◆ EXERCISE AIM
Reproduce exactly the lines from the top of the records below through the line holding "point: side window".

◆ SUPPLIED ENTRIES
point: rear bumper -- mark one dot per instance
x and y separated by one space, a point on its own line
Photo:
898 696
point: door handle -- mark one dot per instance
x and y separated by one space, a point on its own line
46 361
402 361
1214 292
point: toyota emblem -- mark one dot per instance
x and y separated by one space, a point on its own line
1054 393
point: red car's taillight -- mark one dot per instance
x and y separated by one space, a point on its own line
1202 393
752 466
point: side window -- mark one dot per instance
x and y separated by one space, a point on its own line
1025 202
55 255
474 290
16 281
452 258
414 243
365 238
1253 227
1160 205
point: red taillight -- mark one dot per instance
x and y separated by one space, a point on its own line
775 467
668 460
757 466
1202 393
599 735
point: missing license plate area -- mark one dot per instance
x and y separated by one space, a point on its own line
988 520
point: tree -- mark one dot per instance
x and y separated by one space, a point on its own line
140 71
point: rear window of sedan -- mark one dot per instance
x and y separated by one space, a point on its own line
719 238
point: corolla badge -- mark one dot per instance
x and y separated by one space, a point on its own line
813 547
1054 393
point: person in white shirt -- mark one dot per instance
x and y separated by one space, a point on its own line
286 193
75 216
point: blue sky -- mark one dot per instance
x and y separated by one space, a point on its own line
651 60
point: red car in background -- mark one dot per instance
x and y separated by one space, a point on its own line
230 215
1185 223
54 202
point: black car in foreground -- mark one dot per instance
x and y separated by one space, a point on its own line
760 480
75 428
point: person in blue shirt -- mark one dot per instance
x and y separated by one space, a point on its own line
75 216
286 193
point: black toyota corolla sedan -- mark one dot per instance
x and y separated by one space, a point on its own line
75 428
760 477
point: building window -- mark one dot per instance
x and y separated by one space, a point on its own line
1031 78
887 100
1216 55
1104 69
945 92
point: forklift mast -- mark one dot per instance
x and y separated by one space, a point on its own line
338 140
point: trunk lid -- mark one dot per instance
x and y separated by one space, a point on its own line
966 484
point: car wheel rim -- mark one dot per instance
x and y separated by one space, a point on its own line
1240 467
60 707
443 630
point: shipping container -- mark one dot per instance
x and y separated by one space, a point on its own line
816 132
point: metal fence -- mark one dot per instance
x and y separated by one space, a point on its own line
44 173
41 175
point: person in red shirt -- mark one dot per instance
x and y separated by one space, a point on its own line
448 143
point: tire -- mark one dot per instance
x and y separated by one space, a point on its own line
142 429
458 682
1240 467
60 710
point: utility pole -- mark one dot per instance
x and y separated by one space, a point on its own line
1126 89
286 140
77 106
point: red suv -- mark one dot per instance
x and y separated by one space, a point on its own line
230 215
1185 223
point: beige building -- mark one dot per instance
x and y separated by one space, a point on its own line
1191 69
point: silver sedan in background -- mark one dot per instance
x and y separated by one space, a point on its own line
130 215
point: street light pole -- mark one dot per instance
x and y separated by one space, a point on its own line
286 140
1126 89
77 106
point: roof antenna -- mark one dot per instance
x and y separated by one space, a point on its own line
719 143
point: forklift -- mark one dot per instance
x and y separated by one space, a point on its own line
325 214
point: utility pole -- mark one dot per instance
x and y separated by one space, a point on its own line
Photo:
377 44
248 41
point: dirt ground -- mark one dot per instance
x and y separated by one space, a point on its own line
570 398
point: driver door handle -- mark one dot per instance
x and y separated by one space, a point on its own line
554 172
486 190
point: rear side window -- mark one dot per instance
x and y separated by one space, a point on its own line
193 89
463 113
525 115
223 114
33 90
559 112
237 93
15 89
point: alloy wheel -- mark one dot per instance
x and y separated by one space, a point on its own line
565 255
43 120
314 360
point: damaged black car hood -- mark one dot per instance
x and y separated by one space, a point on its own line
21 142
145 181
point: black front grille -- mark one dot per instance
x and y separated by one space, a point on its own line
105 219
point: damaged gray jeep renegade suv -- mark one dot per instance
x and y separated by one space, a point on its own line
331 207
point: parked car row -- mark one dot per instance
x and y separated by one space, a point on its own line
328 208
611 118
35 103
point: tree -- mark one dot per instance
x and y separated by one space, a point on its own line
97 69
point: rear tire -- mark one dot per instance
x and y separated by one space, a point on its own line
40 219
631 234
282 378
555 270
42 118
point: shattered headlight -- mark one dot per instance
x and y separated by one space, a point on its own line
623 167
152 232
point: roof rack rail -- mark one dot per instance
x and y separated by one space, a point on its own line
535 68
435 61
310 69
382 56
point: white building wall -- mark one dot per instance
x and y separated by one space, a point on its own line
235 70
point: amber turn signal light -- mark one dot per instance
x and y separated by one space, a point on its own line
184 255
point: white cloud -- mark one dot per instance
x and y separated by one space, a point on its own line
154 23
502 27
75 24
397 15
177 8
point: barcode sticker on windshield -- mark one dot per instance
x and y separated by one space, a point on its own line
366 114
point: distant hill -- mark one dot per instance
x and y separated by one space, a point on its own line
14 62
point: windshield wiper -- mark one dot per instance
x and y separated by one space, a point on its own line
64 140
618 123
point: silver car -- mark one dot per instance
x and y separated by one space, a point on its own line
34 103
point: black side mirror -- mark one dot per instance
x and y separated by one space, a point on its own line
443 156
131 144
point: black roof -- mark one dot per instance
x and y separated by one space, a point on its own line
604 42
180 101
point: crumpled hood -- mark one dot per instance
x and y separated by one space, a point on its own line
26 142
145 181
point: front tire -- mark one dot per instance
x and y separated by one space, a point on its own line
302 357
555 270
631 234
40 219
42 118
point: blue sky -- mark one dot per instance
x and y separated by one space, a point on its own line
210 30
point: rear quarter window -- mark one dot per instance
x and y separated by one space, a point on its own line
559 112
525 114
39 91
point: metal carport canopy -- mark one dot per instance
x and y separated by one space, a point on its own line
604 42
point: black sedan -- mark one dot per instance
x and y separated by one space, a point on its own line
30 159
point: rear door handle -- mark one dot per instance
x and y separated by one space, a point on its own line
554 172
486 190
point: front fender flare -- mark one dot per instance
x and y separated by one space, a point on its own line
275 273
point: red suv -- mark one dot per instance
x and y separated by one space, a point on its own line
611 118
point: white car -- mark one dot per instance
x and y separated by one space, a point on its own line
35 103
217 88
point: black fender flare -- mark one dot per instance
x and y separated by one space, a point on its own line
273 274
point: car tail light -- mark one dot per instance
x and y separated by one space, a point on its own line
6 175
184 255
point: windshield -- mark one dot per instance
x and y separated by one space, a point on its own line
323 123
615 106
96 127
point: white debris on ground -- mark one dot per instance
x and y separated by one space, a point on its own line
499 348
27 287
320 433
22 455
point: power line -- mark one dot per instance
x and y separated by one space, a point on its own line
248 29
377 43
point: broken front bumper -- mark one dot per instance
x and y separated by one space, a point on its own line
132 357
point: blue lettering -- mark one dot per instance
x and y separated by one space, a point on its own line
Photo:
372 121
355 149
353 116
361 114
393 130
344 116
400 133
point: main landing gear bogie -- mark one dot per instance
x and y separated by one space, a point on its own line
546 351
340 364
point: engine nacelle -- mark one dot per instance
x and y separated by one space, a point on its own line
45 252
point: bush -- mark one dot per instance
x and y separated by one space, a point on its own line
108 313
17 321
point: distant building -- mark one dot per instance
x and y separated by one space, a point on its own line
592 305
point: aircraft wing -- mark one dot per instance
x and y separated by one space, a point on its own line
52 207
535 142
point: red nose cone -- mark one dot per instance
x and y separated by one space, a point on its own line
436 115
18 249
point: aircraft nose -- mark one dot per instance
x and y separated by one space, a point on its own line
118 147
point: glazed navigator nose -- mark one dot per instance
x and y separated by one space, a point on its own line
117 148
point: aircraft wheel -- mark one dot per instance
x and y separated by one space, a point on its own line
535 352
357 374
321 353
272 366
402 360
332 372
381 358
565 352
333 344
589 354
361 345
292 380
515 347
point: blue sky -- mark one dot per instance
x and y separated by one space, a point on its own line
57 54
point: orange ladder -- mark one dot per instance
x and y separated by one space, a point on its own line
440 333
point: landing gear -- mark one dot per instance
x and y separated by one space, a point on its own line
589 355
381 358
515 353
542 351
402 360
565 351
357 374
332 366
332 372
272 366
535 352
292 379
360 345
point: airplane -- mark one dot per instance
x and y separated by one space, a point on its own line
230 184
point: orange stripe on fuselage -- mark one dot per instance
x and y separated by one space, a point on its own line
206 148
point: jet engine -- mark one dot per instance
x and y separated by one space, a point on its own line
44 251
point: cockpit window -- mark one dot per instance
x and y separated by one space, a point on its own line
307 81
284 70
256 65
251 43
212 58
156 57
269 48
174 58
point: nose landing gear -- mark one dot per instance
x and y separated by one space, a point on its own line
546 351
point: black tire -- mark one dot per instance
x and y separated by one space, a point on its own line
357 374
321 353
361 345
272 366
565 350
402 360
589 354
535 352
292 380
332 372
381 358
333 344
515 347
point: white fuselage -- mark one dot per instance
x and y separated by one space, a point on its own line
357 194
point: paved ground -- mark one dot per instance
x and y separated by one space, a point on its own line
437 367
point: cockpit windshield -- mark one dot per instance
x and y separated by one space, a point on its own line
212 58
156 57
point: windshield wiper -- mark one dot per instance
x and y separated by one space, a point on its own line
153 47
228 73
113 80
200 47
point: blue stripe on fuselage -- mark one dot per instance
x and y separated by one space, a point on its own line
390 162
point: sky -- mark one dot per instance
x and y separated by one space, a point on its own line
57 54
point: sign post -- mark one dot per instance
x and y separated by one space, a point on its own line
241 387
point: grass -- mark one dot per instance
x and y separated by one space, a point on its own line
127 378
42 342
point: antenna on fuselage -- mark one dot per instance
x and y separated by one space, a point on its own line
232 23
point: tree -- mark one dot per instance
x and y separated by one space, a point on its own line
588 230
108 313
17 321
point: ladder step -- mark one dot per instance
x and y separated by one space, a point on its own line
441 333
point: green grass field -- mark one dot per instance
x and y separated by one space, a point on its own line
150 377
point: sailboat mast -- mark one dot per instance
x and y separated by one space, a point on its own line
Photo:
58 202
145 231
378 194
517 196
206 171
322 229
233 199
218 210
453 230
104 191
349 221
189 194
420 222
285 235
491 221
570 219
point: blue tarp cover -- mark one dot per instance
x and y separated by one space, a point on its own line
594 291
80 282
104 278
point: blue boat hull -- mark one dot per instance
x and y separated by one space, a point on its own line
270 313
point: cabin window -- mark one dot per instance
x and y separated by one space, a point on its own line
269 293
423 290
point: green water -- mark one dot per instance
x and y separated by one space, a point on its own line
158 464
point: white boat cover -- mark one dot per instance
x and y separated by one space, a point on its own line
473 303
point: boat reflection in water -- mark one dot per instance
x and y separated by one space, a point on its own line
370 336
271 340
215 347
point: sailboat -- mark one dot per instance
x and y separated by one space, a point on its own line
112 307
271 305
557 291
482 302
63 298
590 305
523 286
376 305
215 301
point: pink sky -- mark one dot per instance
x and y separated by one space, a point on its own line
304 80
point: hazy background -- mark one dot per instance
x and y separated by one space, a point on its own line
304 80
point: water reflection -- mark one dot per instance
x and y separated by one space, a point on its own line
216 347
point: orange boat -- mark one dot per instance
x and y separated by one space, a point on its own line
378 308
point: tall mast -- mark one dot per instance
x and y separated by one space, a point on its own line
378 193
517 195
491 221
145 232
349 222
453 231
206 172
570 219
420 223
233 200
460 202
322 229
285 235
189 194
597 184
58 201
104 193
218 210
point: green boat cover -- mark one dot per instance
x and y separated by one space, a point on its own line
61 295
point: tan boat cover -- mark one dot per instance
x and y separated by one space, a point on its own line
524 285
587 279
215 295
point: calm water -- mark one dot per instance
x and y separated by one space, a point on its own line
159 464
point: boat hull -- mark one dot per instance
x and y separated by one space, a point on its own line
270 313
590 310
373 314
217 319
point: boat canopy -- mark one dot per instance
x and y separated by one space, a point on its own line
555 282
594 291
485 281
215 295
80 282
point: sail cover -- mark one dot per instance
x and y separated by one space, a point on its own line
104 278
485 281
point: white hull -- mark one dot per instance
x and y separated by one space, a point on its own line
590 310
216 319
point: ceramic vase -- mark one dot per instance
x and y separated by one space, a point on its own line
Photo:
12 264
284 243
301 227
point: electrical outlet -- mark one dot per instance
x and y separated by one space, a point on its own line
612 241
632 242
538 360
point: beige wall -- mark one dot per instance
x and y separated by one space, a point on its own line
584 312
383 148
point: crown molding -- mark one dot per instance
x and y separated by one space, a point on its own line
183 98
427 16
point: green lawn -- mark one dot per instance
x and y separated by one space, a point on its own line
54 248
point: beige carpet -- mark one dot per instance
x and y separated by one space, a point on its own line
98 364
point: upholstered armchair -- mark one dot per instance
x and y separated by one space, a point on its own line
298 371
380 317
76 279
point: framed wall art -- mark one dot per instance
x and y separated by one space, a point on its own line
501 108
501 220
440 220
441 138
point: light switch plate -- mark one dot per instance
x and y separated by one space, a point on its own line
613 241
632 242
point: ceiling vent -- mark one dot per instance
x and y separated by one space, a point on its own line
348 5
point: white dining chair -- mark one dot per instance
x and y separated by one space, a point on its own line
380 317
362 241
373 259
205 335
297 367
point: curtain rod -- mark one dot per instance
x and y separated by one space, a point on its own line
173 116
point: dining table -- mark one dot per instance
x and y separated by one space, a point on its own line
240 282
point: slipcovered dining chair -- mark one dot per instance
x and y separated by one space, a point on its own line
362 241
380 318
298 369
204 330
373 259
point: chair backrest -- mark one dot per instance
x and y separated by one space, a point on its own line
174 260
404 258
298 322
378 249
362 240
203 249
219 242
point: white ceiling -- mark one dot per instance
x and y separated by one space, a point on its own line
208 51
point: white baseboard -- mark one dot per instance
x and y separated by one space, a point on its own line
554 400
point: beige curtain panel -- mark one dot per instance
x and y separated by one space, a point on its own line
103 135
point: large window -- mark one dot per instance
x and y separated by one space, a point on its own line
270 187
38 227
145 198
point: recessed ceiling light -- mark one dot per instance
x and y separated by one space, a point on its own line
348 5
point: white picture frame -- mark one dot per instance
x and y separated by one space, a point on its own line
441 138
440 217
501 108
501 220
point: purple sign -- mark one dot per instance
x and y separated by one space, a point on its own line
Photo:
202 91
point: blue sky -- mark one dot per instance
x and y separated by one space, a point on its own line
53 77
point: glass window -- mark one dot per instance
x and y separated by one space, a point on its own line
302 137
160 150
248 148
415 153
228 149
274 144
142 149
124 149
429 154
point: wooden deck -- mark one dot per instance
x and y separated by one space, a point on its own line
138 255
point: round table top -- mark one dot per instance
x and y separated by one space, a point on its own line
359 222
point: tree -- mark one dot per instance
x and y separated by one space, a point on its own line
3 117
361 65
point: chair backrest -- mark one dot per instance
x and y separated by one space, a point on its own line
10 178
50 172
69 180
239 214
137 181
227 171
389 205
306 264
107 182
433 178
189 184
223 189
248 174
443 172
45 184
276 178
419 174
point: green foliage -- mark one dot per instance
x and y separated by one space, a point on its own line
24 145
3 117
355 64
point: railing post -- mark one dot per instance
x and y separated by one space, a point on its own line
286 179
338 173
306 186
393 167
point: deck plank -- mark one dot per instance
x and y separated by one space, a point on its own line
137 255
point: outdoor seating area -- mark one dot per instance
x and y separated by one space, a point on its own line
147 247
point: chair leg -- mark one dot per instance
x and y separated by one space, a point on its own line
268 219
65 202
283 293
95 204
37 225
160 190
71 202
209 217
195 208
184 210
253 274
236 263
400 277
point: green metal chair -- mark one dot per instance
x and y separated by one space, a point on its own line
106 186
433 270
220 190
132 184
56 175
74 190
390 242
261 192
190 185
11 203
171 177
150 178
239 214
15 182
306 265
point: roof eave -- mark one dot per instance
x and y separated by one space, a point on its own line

◆ ANSWER
point: rear bumper -- mark one dot per instance
x and y separated by one space, a point on its own line
Photo:
898 696
point: door handle -- mark one dot per instance
x and y separated by one space, a point on its own line
46 361
402 361
1214 292
point: toyota emblem -- mark one dot per instance
x and y separated by one space, a point on its own line
1054 393
point: red car's taillight -- mark one dot per instance
x and y separated by one space, a point on its own line
1202 393
752 466
point: side window -- mark one dot per instance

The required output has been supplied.